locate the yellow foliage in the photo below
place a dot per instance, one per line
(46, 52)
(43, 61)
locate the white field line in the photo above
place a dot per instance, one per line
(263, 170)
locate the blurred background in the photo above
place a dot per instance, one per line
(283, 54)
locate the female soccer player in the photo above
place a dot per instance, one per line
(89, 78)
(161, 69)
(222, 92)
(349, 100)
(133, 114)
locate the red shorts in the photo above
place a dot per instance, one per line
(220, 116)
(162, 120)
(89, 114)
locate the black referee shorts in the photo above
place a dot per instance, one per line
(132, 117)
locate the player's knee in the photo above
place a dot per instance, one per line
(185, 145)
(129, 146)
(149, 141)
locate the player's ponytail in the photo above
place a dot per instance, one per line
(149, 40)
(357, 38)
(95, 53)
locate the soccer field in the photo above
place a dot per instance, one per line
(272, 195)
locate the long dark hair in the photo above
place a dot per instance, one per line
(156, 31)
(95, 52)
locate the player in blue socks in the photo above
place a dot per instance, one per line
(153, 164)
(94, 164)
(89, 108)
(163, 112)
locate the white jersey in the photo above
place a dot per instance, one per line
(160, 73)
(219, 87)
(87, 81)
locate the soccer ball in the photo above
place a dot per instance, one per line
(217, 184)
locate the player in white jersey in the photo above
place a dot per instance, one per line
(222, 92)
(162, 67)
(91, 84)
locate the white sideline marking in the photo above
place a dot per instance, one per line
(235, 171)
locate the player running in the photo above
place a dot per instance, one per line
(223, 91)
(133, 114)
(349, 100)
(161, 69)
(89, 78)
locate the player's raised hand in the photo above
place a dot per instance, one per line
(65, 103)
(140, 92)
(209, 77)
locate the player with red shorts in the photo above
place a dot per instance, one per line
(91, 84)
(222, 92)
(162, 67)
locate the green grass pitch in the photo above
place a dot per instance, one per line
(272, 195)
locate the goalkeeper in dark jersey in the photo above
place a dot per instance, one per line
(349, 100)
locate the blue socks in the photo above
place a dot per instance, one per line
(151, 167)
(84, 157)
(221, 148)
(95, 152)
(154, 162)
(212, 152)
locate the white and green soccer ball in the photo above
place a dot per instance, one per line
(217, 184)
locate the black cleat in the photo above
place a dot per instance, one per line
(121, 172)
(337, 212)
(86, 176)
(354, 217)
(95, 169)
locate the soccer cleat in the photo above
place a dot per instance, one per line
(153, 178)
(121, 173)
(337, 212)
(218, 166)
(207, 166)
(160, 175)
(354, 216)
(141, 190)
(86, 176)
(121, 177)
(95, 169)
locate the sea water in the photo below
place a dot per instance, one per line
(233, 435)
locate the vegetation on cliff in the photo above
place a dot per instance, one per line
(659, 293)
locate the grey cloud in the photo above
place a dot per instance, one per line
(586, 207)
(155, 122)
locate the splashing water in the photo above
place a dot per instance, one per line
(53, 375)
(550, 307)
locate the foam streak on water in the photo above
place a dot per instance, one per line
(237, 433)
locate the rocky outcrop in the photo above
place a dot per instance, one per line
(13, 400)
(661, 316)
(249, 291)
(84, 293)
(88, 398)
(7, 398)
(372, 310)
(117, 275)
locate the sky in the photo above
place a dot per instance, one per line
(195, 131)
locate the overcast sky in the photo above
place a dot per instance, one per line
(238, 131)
......
### TASK DESCRIPTION
Copy every line verbatim.

### SOLUTION TO THIS PROBLEM
locate the yellow foliage in the photo below
place a dot per instance, one per line
(46, 52)
(43, 61)
locate the white field line in the photo above
place a dot per instance, one per line
(263, 170)
locate the blurred background in the photo above
place a dot per instance, one per line
(283, 54)
locate the female soccer player in the photo above
place a dot per instance, one per line
(89, 78)
(161, 69)
(222, 92)
(349, 100)
(133, 114)
locate the red shorts in the photo above
place a dot per instance, one per line
(220, 116)
(162, 120)
(89, 114)
locate the black referee shorts in the photo above
place a dot per instance, one per line
(132, 117)
locate the player's knee in the photo above
place a dot per instance, one per line
(185, 145)
(129, 146)
(149, 141)
locate the player's ponytail in the photo above
place a dot per instance, one per line
(149, 40)
(357, 38)
(95, 53)
locate the soccer field in the photo above
place a dot per instance, one per line
(272, 195)
locate the long dark hair in the photo above
place a dot per instance, one per line
(156, 31)
(95, 52)
locate the player in blue socks in the photo above
place a dot per instance, one per line
(153, 164)
(94, 164)
(89, 108)
(163, 112)
locate the white jersey in the photo above
place a dot per instance, one per line
(160, 73)
(219, 87)
(87, 81)
locate the soccer ball in the photo above
place a dot per instance, one per line
(217, 184)
locate the player in white jersey in the photo above
place a dot per instance, one per line
(222, 92)
(162, 67)
(91, 84)
locate the white sideline marking in the photo above
place a dot per instance, one per line
(235, 171)
locate the player running in the photo above
place a dot per instance, one per line
(223, 91)
(133, 114)
(349, 100)
(161, 69)
(89, 78)
locate the player's raised hand in the photo above
place a dot per instance, one per line
(65, 103)
(140, 92)
(209, 77)
locate the player with red shorts in the photo above
place a dot per instance, one per line
(91, 84)
(222, 92)
(162, 67)
locate the green grass pitch in the photo above
place a dot per instance, one per line
(272, 195)
locate the goalkeeper in dark jersey in the photo above
place a dot per instance, one per line
(349, 100)
locate the blue socks in the photo above
place a dot per instance, one per line
(151, 167)
(84, 157)
(221, 148)
(95, 152)
(154, 162)
(212, 152)
locate the white and green soccer ball in the photo above
place a dot per instance, one per line
(217, 184)
locate the black cleat in the photo above
place a dot per instance, one per line
(121, 172)
(337, 212)
(86, 176)
(354, 217)
(95, 169)
locate the soccer cleat in the photo above
place a dot per instance, one per line
(153, 178)
(121, 173)
(337, 212)
(218, 166)
(207, 166)
(160, 175)
(354, 216)
(141, 190)
(86, 176)
(121, 177)
(95, 169)
locate the sea water in the photo below
place a dot per instance, one per line
(233, 435)
locate the vegetation on cliff in the photo above
place a dot per instance, one per line
(659, 293)
locate the grey cloud in the photo above
place a dot per instance, one per line
(586, 207)
(155, 122)
locate the splashing water in the photo above
place a dot per instance, one per line
(53, 375)
(550, 307)
locate the foam streak on water in the photo above
place a dot per instance, one per line
(237, 433)
locate the rocky outcrop in the photo above
place a dot per instance, one per line
(13, 400)
(661, 316)
(249, 291)
(84, 293)
(88, 398)
(7, 398)
(372, 310)
(117, 275)
locate the sky in the photo above
place a dot per instance, one per line
(195, 131)
locate the overcast sky in the photo above
place a dot per instance, one per line
(238, 131)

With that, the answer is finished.